• _What you will do_: Retype the listing lines from the line containing "of the leather" up to and including the line containing "pixel 379 248", reproducing each one unchanged.

• _Exercise material_:

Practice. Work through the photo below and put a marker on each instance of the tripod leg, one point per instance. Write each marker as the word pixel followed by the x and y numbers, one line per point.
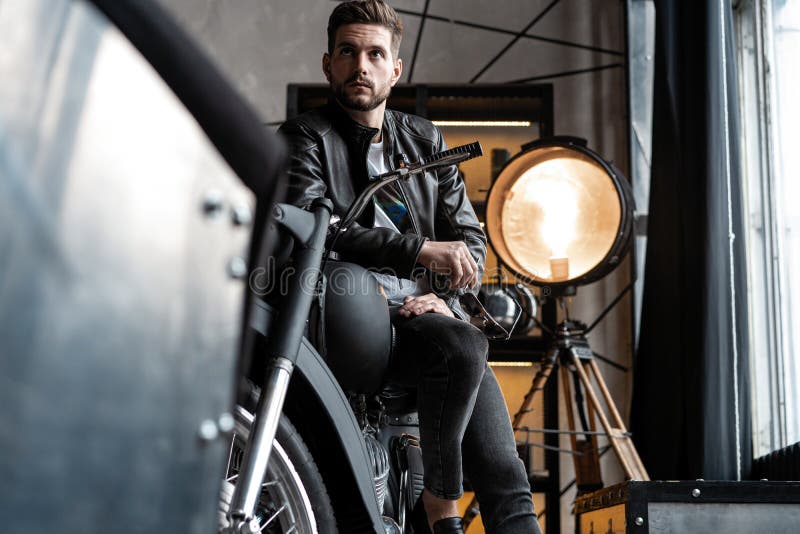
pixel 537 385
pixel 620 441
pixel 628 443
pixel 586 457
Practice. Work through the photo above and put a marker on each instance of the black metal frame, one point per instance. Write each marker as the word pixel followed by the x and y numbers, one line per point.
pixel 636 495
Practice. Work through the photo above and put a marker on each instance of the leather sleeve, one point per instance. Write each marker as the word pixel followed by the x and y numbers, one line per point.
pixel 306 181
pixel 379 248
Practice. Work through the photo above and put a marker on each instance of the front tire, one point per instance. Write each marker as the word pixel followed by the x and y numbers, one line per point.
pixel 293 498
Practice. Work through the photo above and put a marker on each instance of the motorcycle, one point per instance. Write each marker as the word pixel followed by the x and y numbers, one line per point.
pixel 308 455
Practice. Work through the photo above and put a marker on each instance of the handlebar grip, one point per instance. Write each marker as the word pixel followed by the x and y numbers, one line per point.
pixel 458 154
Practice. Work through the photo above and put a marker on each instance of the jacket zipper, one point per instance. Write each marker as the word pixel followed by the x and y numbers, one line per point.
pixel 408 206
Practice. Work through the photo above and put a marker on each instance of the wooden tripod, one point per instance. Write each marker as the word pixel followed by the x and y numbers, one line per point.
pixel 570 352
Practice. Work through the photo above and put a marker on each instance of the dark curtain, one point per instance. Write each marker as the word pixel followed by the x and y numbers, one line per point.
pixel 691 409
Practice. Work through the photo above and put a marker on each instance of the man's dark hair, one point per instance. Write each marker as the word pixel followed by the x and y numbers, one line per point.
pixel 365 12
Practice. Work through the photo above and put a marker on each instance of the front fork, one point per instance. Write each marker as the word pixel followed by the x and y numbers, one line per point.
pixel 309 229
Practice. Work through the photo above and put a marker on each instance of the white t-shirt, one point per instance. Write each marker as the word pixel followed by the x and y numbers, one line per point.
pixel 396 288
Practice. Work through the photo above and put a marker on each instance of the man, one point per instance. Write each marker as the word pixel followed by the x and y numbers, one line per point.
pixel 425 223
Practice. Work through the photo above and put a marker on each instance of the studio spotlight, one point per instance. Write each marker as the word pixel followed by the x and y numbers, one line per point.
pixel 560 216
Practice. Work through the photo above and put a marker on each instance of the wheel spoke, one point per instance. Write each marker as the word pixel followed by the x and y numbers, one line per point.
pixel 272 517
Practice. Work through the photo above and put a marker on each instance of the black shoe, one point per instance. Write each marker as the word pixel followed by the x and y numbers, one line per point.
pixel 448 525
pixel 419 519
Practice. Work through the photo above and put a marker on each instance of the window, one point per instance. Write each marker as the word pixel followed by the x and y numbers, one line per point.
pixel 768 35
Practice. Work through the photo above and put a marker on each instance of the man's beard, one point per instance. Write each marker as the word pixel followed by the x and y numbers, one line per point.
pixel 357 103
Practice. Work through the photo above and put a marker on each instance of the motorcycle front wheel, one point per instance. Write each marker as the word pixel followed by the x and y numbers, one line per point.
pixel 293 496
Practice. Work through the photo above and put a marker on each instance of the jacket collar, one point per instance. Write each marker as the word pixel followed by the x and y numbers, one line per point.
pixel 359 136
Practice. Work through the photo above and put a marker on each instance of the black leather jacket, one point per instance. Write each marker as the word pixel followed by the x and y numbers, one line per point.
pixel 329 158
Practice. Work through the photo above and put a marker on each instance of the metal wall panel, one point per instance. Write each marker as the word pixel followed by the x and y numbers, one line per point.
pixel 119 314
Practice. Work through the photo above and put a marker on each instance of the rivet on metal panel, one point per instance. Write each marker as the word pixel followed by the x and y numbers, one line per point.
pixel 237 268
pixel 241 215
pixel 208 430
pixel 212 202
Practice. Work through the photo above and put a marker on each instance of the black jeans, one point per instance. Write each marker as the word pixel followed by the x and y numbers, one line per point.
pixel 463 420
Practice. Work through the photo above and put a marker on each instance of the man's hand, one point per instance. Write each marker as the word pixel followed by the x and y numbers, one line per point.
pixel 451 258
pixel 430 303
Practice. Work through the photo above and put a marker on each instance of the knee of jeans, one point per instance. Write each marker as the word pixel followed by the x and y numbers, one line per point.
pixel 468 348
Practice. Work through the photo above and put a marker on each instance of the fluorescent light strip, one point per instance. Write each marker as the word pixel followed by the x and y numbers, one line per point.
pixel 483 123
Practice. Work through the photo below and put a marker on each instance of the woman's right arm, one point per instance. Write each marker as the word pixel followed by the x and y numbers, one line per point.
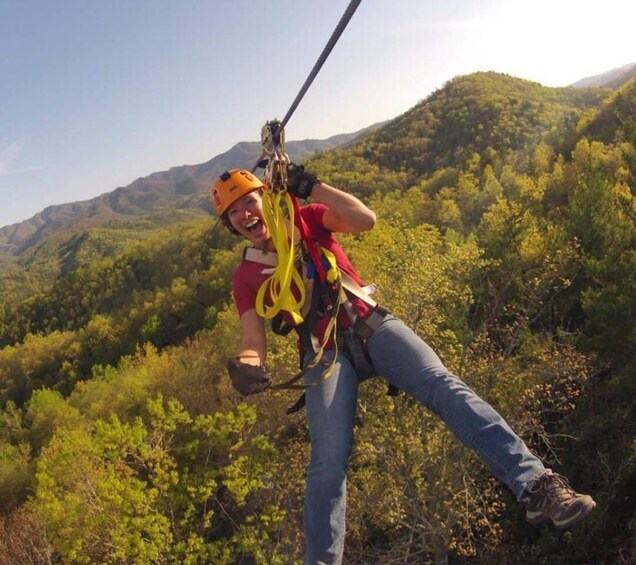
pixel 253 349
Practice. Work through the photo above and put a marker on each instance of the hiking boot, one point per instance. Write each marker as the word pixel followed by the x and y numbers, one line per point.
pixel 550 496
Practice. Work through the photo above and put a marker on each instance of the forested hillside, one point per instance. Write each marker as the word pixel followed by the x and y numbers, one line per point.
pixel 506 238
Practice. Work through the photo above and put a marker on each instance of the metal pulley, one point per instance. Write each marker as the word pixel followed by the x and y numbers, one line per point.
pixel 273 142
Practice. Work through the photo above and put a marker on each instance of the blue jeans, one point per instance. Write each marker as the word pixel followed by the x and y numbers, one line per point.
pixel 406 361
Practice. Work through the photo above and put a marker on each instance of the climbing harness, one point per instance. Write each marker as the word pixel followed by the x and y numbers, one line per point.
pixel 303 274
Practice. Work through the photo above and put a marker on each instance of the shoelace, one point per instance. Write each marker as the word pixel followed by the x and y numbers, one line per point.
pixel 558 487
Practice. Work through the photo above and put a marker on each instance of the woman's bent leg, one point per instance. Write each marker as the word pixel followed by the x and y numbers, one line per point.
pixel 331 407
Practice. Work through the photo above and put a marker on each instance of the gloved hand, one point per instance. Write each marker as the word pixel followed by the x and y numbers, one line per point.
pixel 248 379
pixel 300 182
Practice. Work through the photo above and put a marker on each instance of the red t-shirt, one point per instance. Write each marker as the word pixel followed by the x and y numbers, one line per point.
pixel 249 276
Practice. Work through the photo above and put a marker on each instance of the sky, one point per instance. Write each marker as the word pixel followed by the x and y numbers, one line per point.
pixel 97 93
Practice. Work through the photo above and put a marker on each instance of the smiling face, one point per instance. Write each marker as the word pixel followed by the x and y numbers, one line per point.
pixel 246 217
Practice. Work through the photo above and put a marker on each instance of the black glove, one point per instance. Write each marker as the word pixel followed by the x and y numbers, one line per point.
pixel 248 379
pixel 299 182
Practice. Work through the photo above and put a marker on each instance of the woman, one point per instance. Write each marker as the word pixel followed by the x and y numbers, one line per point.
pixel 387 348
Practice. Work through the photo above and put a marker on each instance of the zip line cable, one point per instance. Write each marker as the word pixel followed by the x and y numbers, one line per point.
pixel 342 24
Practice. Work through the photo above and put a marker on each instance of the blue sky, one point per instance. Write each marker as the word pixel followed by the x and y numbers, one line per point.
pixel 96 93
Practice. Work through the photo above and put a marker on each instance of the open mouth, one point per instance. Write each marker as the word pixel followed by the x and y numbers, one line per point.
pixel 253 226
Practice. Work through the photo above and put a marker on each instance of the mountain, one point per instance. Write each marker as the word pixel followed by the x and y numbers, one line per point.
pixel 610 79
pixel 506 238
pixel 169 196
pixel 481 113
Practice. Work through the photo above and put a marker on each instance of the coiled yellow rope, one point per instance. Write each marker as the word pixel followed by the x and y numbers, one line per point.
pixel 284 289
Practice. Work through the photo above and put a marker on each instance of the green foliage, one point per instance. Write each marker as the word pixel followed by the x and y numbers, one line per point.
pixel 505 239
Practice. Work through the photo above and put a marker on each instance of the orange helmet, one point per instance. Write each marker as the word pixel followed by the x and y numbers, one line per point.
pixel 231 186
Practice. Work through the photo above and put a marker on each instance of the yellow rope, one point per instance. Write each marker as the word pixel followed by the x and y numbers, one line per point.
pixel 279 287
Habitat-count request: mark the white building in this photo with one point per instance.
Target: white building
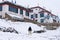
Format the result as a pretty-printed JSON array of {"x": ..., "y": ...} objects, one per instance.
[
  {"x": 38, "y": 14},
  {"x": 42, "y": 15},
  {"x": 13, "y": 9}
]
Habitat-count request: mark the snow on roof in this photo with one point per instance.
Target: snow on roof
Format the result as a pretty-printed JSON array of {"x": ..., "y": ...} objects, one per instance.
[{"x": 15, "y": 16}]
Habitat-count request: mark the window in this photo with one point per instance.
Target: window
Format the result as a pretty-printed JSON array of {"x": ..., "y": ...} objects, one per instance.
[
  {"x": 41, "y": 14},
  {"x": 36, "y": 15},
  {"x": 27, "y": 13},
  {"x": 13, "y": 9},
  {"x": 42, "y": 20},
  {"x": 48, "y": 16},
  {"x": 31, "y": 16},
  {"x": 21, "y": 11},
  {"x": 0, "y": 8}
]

• _Complete output_:
Practice. Work through the photo above and put a marker on each instance of the leather sleeve, one point per instance. Write each marker as the word pixel followed by the x and y numbers, one line per point.
pixel 306 181
pixel 379 248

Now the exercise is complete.